### Text excerpt
--------
The study further revealed that over the past three quarters, 79% of Indian travelers would be willing to store their travel health data electronically if it meant it will enable them to travel sooner, and if it enabled them to pass through the airport faster with less face-to-face interactions with others.
The international study that included over 1,000 respondents from India, indicates that there is enough incentive for authorities and businesses to accelerate plans for digital health passports. In fact, 57% stated that they would be happy for a digital health passport to become the norm.
Despite an overwhelming response to digital health passports, when queried further, there are concerns about security and privacy such as:
- 34% of respondents are worried about data security risks with their personal information being hacked
- 28% of respondents are concerned about lack of transparency and control over how and where their data will be shared.
Surprisingly, the highest scepticism around digital health passports was reported among Gen Z, with 12% saying that they would not be comfortable using a digital health passport under any circumstances.
--------
### Data excerpt
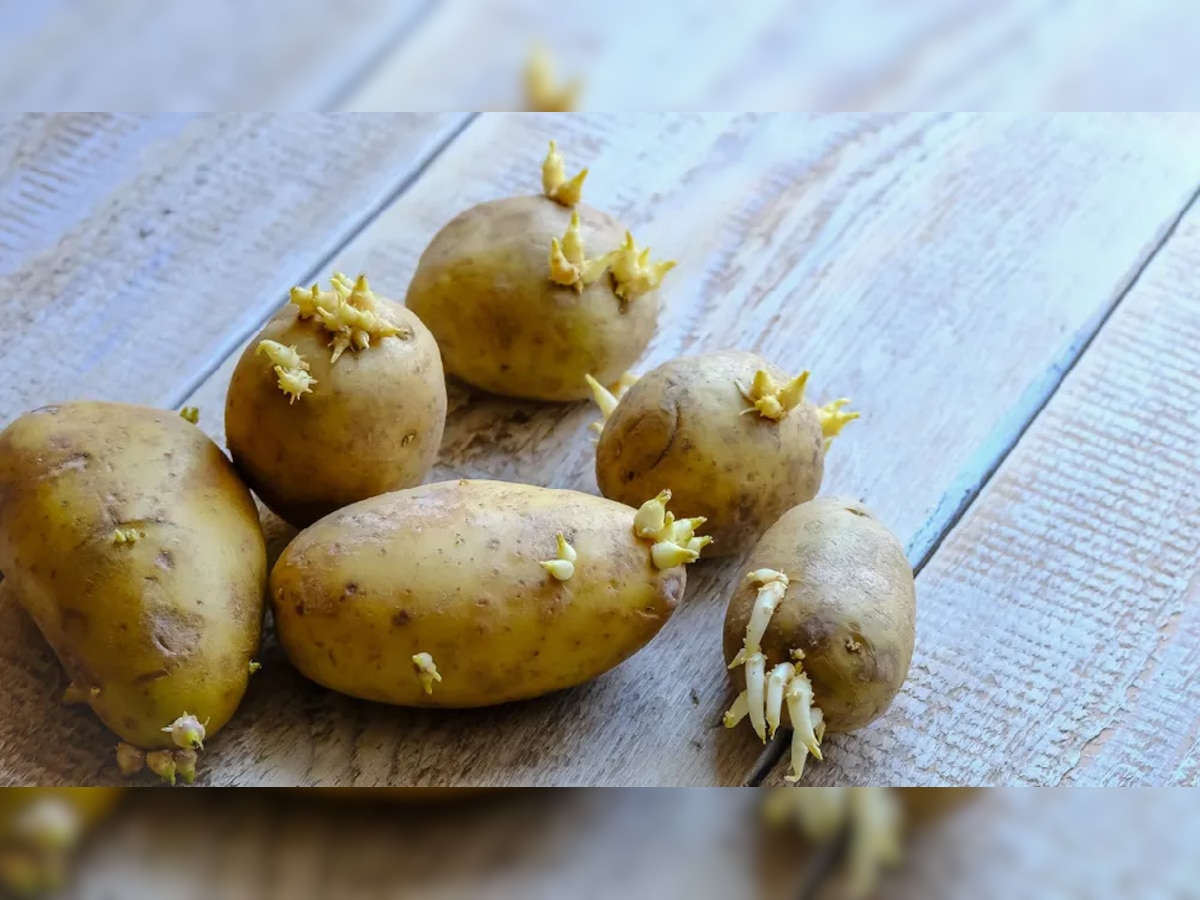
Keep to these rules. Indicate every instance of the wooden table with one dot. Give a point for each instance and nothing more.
(1009, 299)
--------
### Tasks to perform
**1.** In the excerpt on Indian travelers and digital health passports, what percentage of respondents are worried that their personal information could be hacked?
**2.** Extend the excerpt on Indian travelers and digital health passports by continuing it from its final sentence.

### Answers for the tasks
**1.** 34% of respondents are worried about data security risks from their personal information being hacked.

**2.**
The travel industry needs to consider and explore the checks and balances to ease privacy concerns and build traveller confidence in digital health passports, to which the survey found that:
- Over half of Indian travellers (53%) would be comfortable using a digital passport if it was accepted by most countries and was regulated as per international standards,
- 8 out of 10 (80%) would be more likely to store health data on a secured app where a travel provider has partnered with a trusted healthcare provider.
Even though receptiveness to sharing data is high, when asked about the technologies that would increase confidence in travel in the next 12 months, mobile solutions were highlighted as a popular option, with suggestions that include:
- Mobile applications that provide on-trip notifications and alerts (51%)
- Contactless mobile payments (49%)
- Facial recognition technology (48%)
- Boarding pass on mobile (47%)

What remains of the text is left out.